(Pointing records)
┏━━

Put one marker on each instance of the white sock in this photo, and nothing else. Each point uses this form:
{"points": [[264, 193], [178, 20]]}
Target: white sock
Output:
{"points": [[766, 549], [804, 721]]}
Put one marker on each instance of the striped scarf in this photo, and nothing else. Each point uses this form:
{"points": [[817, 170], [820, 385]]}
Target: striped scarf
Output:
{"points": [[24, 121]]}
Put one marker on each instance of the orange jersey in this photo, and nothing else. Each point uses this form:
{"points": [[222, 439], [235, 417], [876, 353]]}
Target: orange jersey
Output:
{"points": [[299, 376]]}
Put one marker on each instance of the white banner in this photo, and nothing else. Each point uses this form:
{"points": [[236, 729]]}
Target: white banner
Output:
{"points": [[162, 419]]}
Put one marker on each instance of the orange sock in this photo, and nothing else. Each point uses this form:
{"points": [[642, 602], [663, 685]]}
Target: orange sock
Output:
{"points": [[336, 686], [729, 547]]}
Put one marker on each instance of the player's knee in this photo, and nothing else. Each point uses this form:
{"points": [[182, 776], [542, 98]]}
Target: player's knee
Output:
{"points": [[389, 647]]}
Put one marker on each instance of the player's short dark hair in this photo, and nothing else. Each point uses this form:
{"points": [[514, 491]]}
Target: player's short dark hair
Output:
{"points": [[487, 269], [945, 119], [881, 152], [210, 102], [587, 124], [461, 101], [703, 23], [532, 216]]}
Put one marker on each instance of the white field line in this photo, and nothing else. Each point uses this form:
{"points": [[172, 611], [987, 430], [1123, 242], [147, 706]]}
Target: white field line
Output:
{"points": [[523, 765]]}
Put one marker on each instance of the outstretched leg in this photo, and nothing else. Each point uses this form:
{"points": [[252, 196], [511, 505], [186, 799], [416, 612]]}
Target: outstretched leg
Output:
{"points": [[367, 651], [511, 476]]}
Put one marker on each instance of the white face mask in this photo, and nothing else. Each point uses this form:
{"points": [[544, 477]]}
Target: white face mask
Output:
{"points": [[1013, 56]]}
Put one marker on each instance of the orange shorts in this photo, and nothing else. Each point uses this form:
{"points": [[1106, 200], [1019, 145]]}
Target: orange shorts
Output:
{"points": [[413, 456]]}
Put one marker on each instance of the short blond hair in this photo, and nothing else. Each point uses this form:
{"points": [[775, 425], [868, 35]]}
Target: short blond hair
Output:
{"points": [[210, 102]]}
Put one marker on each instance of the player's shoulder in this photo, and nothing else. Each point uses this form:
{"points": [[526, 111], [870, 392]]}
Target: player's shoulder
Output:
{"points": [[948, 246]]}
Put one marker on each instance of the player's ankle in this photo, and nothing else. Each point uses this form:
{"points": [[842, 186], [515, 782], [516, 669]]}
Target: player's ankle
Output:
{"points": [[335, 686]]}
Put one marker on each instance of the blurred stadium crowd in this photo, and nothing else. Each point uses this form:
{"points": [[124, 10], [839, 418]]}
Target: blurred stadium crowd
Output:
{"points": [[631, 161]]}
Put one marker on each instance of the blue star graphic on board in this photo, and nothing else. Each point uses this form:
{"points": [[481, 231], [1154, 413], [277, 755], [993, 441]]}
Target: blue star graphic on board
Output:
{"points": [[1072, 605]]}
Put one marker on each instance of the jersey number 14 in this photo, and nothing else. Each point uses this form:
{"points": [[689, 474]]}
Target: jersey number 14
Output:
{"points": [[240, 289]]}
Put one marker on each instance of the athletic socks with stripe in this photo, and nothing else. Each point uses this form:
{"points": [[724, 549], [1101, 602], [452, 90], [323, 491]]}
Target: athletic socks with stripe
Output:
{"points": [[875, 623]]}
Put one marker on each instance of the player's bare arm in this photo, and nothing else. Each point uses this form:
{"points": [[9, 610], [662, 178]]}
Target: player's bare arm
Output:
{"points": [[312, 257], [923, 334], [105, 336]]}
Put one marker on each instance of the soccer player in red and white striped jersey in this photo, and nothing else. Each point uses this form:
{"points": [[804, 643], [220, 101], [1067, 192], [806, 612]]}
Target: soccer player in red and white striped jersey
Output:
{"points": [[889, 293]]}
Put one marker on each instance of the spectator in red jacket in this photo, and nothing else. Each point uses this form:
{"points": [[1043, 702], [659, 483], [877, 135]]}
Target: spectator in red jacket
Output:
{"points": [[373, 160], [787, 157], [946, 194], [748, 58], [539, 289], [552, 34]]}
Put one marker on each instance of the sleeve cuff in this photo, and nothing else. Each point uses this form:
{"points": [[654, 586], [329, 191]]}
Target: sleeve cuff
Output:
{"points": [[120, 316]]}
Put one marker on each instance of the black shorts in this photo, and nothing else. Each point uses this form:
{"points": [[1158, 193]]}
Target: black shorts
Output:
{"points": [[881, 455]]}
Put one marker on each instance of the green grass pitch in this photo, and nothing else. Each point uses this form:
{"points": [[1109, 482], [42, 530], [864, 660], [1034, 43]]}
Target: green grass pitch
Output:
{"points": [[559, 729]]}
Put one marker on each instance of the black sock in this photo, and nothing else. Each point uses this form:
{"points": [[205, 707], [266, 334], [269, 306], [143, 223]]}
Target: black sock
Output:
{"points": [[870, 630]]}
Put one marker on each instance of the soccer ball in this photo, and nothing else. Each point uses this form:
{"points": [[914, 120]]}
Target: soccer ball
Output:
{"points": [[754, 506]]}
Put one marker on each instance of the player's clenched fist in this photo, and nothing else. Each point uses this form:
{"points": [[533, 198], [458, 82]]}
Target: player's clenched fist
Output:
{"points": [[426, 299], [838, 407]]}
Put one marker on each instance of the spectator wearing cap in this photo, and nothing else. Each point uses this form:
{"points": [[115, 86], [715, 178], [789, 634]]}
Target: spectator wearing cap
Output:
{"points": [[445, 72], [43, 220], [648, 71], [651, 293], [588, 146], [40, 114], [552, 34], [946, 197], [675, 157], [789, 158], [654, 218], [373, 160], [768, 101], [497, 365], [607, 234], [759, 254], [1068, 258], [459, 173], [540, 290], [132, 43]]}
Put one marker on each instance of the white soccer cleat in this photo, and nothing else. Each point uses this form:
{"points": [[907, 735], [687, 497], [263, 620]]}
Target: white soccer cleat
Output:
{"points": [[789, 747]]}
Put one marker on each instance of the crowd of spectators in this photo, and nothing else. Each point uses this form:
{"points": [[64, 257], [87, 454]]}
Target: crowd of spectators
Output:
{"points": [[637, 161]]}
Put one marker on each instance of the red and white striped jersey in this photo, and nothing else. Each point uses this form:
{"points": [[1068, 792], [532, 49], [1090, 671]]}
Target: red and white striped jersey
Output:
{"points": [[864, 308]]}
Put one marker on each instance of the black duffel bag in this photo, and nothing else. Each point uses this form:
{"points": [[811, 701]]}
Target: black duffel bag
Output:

┗━━

* EXERCISE DIRECTIONS:
Convert all of the rows above into a JSON list of strings, with each line as its own string and any blank lines omitted.

* SOLUTION TO THIS PROBLEM:
[
  "Put one marker on each instance of the white sock in this photo, and nothing else. Each point uses this form:",
  "{\"points\": [[264, 193], [178, 20]]}",
  "Target: white sock",
  "Output:",
  "{\"points\": [[766, 549], [804, 721]]}",
  "Put one marker on each instance of the striped scarf in this photo, and nothing else. Each point uses this form:",
  "{\"points\": [[817, 170], [820, 385]]}",
  "Target: striped scarf",
  "Output:",
  "{\"points\": [[24, 121]]}",
  "Put one marker on each instance of the orange jersey in this photo, and nothing else. Each point uses this form:",
  "{\"points\": [[222, 439], [235, 417], [876, 353]]}",
  "Target: orange jersey",
  "Output:",
  "{\"points\": [[299, 376]]}",
  "Put one marker on each instance of the white banner in this photo, and nothing else. Each point uses this form:",
  "{\"points\": [[236, 729]]}",
  "Target: white banner",
  "Output:",
  "{\"points\": [[162, 419]]}",
  "Put one marker on each instance of the orange sock in this photo, and nothing else. Each point uses this form:",
  "{\"points\": [[642, 602], [663, 685]]}",
  "Target: orange sock",
  "Output:",
  "{\"points\": [[336, 686], [729, 547]]}",
  "Put one marker on each instance of the player's knee in this photo, and nothing else. Each point uses this form:",
  "{\"points\": [[182, 776], [542, 98]]}",
  "Target: player's knee",
  "Output:",
  "{\"points\": [[389, 647]]}",
  "Put one marker on each instance of the player's short dark hair in this photo, and nothing else. Each point uses this form:",
  "{\"points\": [[514, 491]]}",
  "Target: player's short dark hair",
  "Output:",
  "{\"points\": [[487, 269], [945, 119], [881, 152], [210, 102], [587, 124], [461, 101], [703, 23], [532, 216]]}",
  "Put one marker on each instance of the white field line in this photo, and nothing else. Each point uses this form:",
  "{\"points\": [[172, 611], [987, 430], [1123, 242], [147, 706]]}",
  "Target: white field line",
  "Output:",
  "{\"points\": [[523, 765]]}",
  "Put one marker on each instance of the outstretched leg in this photo, and nothing else. Each point uses this form:",
  "{\"points\": [[252, 196], [511, 505], [186, 799], [416, 612]]}",
  "Target: outstretched leg",
  "Output:",
  "{\"points\": [[367, 651], [511, 476]]}",
  "Put one marker on each instance of the white face mask in this photo, and nothing else. Each point uses this form:",
  "{\"points\": [[544, 477]]}",
  "Target: white face mask",
  "Output:",
  "{\"points\": [[1013, 56]]}",
  "Put one marker on each instance of the orange shorts in this photo, and nothing else. Each point uses this form:",
  "{\"points\": [[1106, 200], [1019, 145]]}",
  "Target: orange shorts",
  "Output:",
  "{\"points\": [[413, 456]]}",
  "Put one marker on each instance of the short blond hair in this photo, and nothing else. Each point uses this form:",
  "{\"points\": [[775, 425], [868, 35]]}",
  "Target: short blond hair",
  "Output:",
  "{\"points\": [[210, 102]]}",
  "Put one marker on each instance of the player's shoulder in this photo, and nothing else. Each point uses this form:",
  "{\"points\": [[526, 111], [870, 392]]}",
  "Target: player's shoulder",
  "Output:",
  "{\"points\": [[948, 246]]}",
  "Put one marker on each instance of the player's ankle in this photo, and nothing else. Each point uses this form:",
  "{\"points\": [[842, 186], [515, 782], [516, 669]]}",
  "Target: player's ankle",
  "Output:",
  "{\"points\": [[335, 686]]}",
  "Put one marker on each instance of the blurred stadium crowd in this photo, and nothing else. Each point uses this form:",
  "{\"points\": [[124, 10], [839, 418]]}",
  "Target: blurred stadium crowd",
  "Output:",
  "{\"points\": [[631, 161]]}",
  "Put one marker on each instance of the blue star graphic on board in this photo, and nothing else. Each point uses this form:",
  "{\"points\": [[481, 231], [1154, 413], [277, 755], [993, 441]]}",
  "Target: blue star graphic on board",
  "Output:",
  "{\"points\": [[1072, 605]]}",
  "Put one marker on each instance of the jersey number 14 in this photo, and nothing else. Each point uses this form:",
  "{\"points\": [[689, 474]]}",
  "Target: jersey number 14",
  "Output:",
  "{\"points\": [[240, 289]]}",
  "Put one marker on each instance of the athletic socks with stripe in this photo, and nothing else. Each point uses this form:",
  "{\"points\": [[724, 549], [1101, 602], [452, 90], [323, 491]]}",
  "Target: athletic socks with stripe",
  "Output:",
  "{\"points\": [[875, 623]]}",
  "Put one marker on each instance of the player's bare arm in this photo, and nothing else. Each point uses this form:",
  "{\"points\": [[9, 610], [662, 178]]}",
  "Target: player's bare arm",
  "Output:",
  "{\"points\": [[312, 257], [923, 334], [105, 336]]}",
  "Put one marker on each instance of the soccer player in red and white striped jersey in this photo, and nothing else. Each point uses this form:",
  "{\"points\": [[804, 643], [220, 101], [1067, 192], [806, 612]]}",
  "Target: soccer player in red and white striped jersey",
  "Output:",
  "{\"points\": [[889, 293]]}",
  "Put one marker on each instance of the spectator in red jacket in this photo, and nothing else. Each point uses this form:",
  "{\"points\": [[1043, 702], [659, 483], [877, 135]]}",
  "Target: spectator in red jacket",
  "Output:",
  "{\"points\": [[373, 160], [787, 157], [946, 194], [748, 58], [539, 289], [552, 34]]}",
  "Put one marker on each instance of the sleeve cuff in this photo, and nothing else. Each point uses this form:",
  "{\"points\": [[654, 586], [329, 191]]}",
  "Target: sleeve cuff",
  "Output:",
  "{\"points\": [[120, 316]]}",
  "Put one marker on each instance of the black shorts in this photo, and nothing else. Each point uses this form:",
  "{\"points\": [[1158, 193]]}",
  "Target: black shorts",
  "Output:",
  "{\"points\": [[881, 455]]}",
  "Put one marker on each instance of the green grass pitch in this photo, and nothing else. Each point uses this form:",
  "{\"points\": [[1109, 482], [42, 530], [864, 660], [1034, 43]]}",
  "Target: green grass pitch",
  "Output:",
  "{\"points\": [[559, 729]]}",
  "Put one marker on each instance of the black sock in this photo, and nothing else. Each point uses this form:",
  "{\"points\": [[205, 707], [266, 334], [269, 306], [143, 223]]}",
  "Target: black sock",
  "Output:",
  "{\"points\": [[870, 630]]}",
  "Put one marker on each instance of the soccer ball in this photo, and nothing else. Each point uses this form:",
  "{\"points\": [[914, 120]]}",
  "Target: soccer ball",
  "Output:",
  "{\"points\": [[754, 506]]}",
  "Put one marker on each instance of the player's clenched fist in this photo, and nothing else. Each point uses this form:",
  "{\"points\": [[533, 198], [458, 82]]}",
  "Target: player's clenched fist",
  "Output:",
  "{\"points\": [[426, 299], [838, 407]]}",
  "Put one marker on each instance of the spectator wearing cap in this photo, and nothing else. Each point uses this form:",
  "{\"points\": [[115, 86], [715, 178], [789, 634]]}",
  "Target: spectator wearing cap",
  "Output:",
  "{\"points\": [[445, 72], [43, 220], [648, 71], [651, 293], [588, 146], [40, 114], [552, 34], [946, 197], [675, 157], [789, 158], [654, 218], [373, 160], [768, 101], [497, 365], [607, 234], [759, 254], [1068, 258], [459, 173], [540, 290], [132, 43]]}",
  "Put one marker on each instance of the white soccer cleat in this photo, and nothing else. Each point uses this form:",
  "{\"points\": [[907, 735], [687, 497], [263, 620]]}",
  "Target: white soccer cleat",
  "Output:",
  "{\"points\": [[789, 747]]}",
  "Put one marker on each instance of the crowd of spectators in this photo, and nothing else. Each point uses this form:",
  "{\"points\": [[64, 257], [87, 454]]}",
  "Target: crowd of spectators",
  "Output:",
  "{\"points\": [[637, 161]]}",
  "Put one marker on each instance of the red and white striped jersey in this photo, and nothing else. Each point uses this form:",
  "{\"points\": [[1068, 792], [532, 49], [1090, 671]]}",
  "Target: red and white striped jersey",
  "Output:",
  "{\"points\": [[864, 308]]}",
  "Put one marker on each instance of the black duffel bag in this photo, and nothing else. Each point uses this form:",
  "{\"points\": [[811, 701]]}",
  "Target: black duffel bag",
  "Output:"
]